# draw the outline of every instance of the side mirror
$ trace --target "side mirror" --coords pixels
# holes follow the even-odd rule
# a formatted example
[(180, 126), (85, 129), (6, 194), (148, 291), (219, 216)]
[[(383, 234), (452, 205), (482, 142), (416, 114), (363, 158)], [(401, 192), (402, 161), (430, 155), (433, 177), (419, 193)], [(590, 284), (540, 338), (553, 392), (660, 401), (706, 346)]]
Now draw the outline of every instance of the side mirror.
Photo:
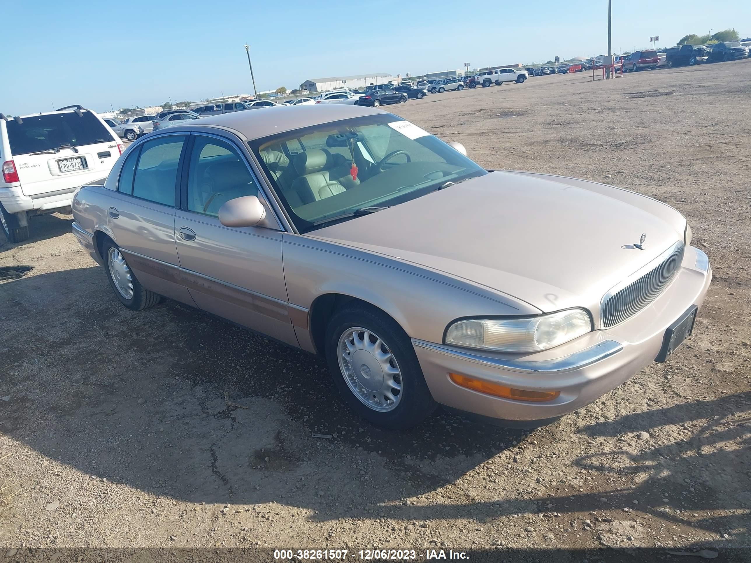
[(235, 197), (219, 208), (219, 222), (225, 227), (255, 227), (266, 218), (266, 208), (255, 195)]
[(464, 145), (463, 145), (461, 143), (451, 141), (451, 143), (448, 143), (448, 146), (453, 149), (456, 149), (457, 151), (464, 155), (464, 156), (467, 155), (467, 149), (464, 148)]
+ + + + +
What is needed: Rewrite the records above, changing every "side mirror" to "wing mirror" and keeping everything else the same. Omit the pictures from your answer.

Expected answer:
# draw the outline of every instance of the wing mirror
$ trace --target "wing mirror" --coords pixels
# holes follow the even-odd rule
# a formatted example
[(180, 126), (85, 129), (6, 194), (148, 291), (219, 216)]
[[(383, 234), (452, 205), (482, 142), (416, 114), (363, 158)], [(401, 192), (402, 161), (430, 155), (433, 177), (419, 193)], [(590, 284), (540, 338), (553, 392), (660, 401), (706, 346)]]
Now draw the outline of every instance of the wing mirror.
Photo:
[(235, 197), (219, 208), (219, 222), (225, 227), (255, 227), (266, 218), (266, 208), (255, 195)]
[(464, 145), (463, 145), (461, 143), (451, 141), (451, 143), (448, 143), (448, 146), (453, 149), (456, 149), (457, 151), (464, 155), (464, 156), (467, 155), (467, 149), (464, 148)]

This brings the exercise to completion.